[MATERIAL PROVIDED]
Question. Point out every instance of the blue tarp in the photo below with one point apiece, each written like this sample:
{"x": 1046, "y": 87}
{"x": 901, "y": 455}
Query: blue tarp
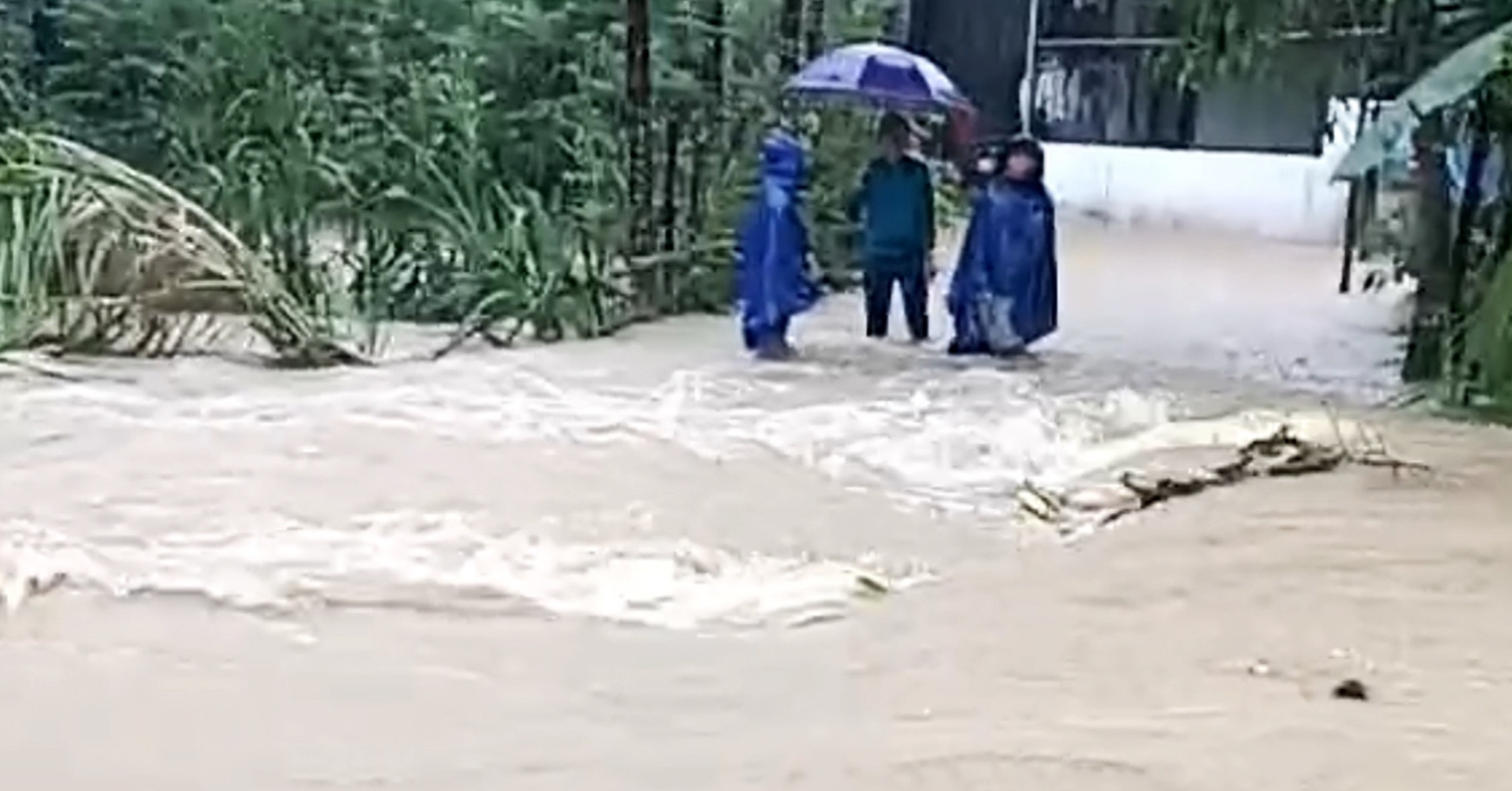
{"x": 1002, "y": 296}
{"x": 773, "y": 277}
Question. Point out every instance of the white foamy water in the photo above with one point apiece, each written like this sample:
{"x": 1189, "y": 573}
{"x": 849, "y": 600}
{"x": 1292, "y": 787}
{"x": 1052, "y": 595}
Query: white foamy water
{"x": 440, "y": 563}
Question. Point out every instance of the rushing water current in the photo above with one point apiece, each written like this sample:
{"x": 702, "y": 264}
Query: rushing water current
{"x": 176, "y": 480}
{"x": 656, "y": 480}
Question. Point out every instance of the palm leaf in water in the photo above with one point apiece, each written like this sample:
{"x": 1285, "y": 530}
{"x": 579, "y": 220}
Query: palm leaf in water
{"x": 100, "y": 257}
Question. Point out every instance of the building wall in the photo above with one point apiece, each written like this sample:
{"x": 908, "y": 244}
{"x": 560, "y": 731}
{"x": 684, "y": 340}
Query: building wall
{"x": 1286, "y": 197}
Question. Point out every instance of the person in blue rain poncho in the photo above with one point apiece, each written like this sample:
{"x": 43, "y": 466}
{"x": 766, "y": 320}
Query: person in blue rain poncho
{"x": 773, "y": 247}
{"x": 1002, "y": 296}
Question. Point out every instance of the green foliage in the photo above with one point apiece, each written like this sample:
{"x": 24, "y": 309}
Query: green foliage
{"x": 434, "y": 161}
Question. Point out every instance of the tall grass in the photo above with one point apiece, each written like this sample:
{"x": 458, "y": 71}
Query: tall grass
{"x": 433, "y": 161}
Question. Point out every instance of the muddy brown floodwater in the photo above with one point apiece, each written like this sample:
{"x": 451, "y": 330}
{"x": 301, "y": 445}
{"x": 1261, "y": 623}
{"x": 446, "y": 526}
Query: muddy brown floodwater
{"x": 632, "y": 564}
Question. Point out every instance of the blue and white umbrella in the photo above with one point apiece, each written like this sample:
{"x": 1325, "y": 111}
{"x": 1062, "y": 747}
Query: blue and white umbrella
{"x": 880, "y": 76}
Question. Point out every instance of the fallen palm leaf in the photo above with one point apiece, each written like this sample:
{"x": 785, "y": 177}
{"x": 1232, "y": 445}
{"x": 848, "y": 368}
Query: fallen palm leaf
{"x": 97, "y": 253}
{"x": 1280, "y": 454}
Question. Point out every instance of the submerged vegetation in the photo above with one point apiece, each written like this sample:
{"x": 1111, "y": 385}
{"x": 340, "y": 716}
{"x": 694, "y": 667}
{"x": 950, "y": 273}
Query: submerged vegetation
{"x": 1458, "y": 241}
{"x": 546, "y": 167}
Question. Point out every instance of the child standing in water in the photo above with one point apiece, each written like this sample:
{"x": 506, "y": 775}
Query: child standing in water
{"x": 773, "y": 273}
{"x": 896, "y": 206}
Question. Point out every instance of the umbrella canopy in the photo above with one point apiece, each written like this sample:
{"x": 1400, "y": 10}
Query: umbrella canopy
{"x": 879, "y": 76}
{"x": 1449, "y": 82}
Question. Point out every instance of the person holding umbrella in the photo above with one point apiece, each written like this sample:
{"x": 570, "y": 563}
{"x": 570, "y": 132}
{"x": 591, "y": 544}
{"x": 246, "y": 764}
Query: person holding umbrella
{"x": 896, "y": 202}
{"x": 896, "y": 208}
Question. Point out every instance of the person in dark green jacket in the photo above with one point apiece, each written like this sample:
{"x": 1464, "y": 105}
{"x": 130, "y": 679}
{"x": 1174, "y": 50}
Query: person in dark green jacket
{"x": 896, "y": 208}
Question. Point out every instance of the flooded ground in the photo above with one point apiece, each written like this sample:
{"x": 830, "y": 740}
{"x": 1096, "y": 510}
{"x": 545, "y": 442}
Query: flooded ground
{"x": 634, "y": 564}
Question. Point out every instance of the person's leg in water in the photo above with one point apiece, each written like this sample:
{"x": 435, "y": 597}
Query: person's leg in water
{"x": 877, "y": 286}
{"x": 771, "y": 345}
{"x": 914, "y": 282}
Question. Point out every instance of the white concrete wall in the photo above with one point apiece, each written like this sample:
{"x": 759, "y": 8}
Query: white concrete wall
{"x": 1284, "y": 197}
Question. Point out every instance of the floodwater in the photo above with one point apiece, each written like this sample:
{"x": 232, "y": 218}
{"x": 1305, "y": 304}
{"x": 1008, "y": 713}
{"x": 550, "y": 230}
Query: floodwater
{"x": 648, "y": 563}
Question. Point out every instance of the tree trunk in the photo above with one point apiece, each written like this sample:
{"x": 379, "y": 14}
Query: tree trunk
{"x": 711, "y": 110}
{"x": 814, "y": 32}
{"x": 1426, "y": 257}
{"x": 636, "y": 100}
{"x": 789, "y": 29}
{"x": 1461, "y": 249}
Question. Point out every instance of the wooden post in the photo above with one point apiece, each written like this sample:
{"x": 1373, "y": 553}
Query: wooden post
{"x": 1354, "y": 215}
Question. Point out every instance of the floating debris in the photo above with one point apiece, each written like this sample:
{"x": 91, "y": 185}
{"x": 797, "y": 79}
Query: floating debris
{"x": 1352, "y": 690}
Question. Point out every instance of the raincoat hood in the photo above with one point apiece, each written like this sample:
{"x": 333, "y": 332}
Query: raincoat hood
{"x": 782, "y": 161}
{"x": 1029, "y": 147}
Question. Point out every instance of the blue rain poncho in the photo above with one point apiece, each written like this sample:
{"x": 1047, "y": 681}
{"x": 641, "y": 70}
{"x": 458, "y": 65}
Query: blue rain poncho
[/MATERIAL PROVIDED]
| WHAT IS EXPECTED |
Should there be pictures in the data, leave them out and return the rest exactly.

| RESPONSE TO THIS TASK |
Question. Point out every instance of the blue tarp in the photo below with one point apiece, each written like this sample:
{"x": 1046, "y": 87}
{"x": 901, "y": 455}
Query: blue tarp
{"x": 1002, "y": 296}
{"x": 773, "y": 277}
Question. Point out every instance of the white foamy water in the photo above with one point apiece, each written like this sample:
{"x": 1189, "y": 573}
{"x": 849, "y": 600}
{"x": 1292, "y": 787}
{"x": 1052, "y": 595}
Query: white foamy water
{"x": 440, "y": 563}
Question. Point out every instance of the rushing water current in the photo above with one point apiece, each written like this sample:
{"x": 702, "y": 264}
Query: rushing water current
{"x": 176, "y": 480}
{"x": 656, "y": 480}
Question. Point out every instance of the palm leaf in water in the photo above with one point apiece, each written like this sample:
{"x": 1285, "y": 530}
{"x": 579, "y": 220}
Query: palm leaf in water
{"x": 100, "y": 257}
Question. Point out every instance of the building wall in the photo above with one point apiece, each written like this sample:
{"x": 908, "y": 244}
{"x": 560, "y": 731}
{"x": 684, "y": 340}
Query: building wall
{"x": 1286, "y": 197}
Question. Point out every instance of the person in blue rain poncho in the photo above with one point apiece, each written like this sample:
{"x": 43, "y": 466}
{"x": 766, "y": 320}
Query: person in blue rain poncho
{"x": 773, "y": 247}
{"x": 1002, "y": 296}
Question. Point out every instance of the green foliage in the photo above with one point apiece, each written like this sample:
{"x": 24, "y": 309}
Query: green foliage
{"x": 434, "y": 161}
Question. Point out every instance of the tall grass in the photo above with one point apiece, each written like this sample:
{"x": 458, "y": 71}
Query: tall grass
{"x": 433, "y": 161}
Question. Point out every instance of the muddy brown floodwater in the photo above with one point apiece, each written like this sample:
{"x": 451, "y": 330}
{"x": 301, "y": 445}
{"x": 1261, "y": 623}
{"x": 446, "y": 526}
Query: muddy brown floodwater
{"x": 632, "y": 564}
Question. Point out every instance of the blue and white umbrella in the photo above with one point apiece, each written like this sample:
{"x": 1325, "y": 111}
{"x": 1062, "y": 747}
Query: blue and white umbrella
{"x": 880, "y": 76}
Question. Point out every instance of the fallen palm leaf in the photo above with one point apiece, each written like this sample:
{"x": 785, "y": 177}
{"x": 1232, "y": 445}
{"x": 848, "y": 368}
Query: fallen palm leaf
{"x": 97, "y": 253}
{"x": 1280, "y": 454}
Question. Point out every instance of the submerged vegetation in the photo above with one point apiece, each written like this sample:
{"x": 1111, "y": 385}
{"x": 340, "y": 716}
{"x": 694, "y": 667}
{"x": 950, "y": 273}
Query: submerged vegetation
{"x": 1458, "y": 241}
{"x": 546, "y": 167}
Question. Point out every instance of the child standing in water in the photo above with one point apiece, each written like this sample:
{"x": 506, "y": 775}
Query: child standing in water
{"x": 773, "y": 273}
{"x": 896, "y": 206}
Question. Point out every instance of the umbrella canopy in the photo above with one point apiece, each written like this sample:
{"x": 1400, "y": 10}
Query: umbrella canopy
{"x": 879, "y": 76}
{"x": 1449, "y": 82}
Question. Point out every instance of the person holding umbrella in the photo above with one point apiece, each written like this sample:
{"x": 570, "y": 563}
{"x": 570, "y": 132}
{"x": 591, "y": 544}
{"x": 246, "y": 764}
Query: person holding umbrella
{"x": 896, "y": 202}
{"x": 896, "y": 208}
Question. Point out every instance of the person in dark green jacket in the photo above with one point apiece, each written like this sample:
{"x": 1464, "y": 105}
{"x": 130, "y": 679}
{"x": 1174, "y": 50}
Query: person in dark green jacket
{"x": 896, "y": 208}
Question. Point out every instance of the flooded ground in the photo above with one point apiece, each written like this sample:
{"x": 830, "y": 740}
{"x": 1096, "y": 510}
{"x": 545, "y": 442}
Query: flooded ground
{"x": 634, "y": 564}
Question. Point out every instance of the person's leg in water in the photo above with one point apiece, each written like this sample:
{"x": 435, "y": 597}
Query: person's leg in water
{"x": 877, "y": 286}
{"x": 771, "y": 345}
{"x": 914, "y": 282}
Question. Point out every instance of the white concrete wall in the photo above with one point apiece, each written like this sample:
{"x": 759, "y": 8}
Query: white concrete wall
{"x": 1284, "y": 197}
Question. Point out every instance of the floodwater in the photo above with one point apiece, each written like this sample:
{"x": 232, "y": 218}
{"x": 1305, "y": 304}
{"x": 1008, "y": 713}
{"x": 550, "y": 230}
Query: floodwater
{"x": 648, "y": 563}
Question. Point out every instance of the tree trunk in the photo above with one point apiece, each written like this sample:
{"x": 379, "y": 14}
Query: tree trunk
{"x": 711, "y": 110}
{"x": 814, "y": 32}
{"x": 1426, "y": 257}
{"x": 636, "y": 100}
{"x": 789, "y": 29}
{"x": 1461, "y": 249}
Question. Point out every instance of the wooden post in the photo above with one point apiece, each written like this sample:
{"x": 1373, "y": 553}
Query: wooden post
{"x": 1354, "y": 215}
Question. Point out every instance of the floating debris in the photo above with one point apiece, each written like this sample:
{"x": 91, "y": 185}
{"x": 797, "y": 79}
Query: floating debris
{"x": 1352, "y": 690}
Question. Point out every instance of the raincoat hood in the photo above with one point apiece, each written like this sample:
{"x": 333, "y": 332}
Query: raincoat hood
{"x": 782, "y": 161}
{"x": 1029, "y": 147}
Question. Point out every instance of the blue rain poncho in the photo above with one point apiece, each written like this sample:
{"x": 1047, "y": 681}
{"x": 641, "y": 70}
{"x": 458, "y": 65}
Query: blue rain poncho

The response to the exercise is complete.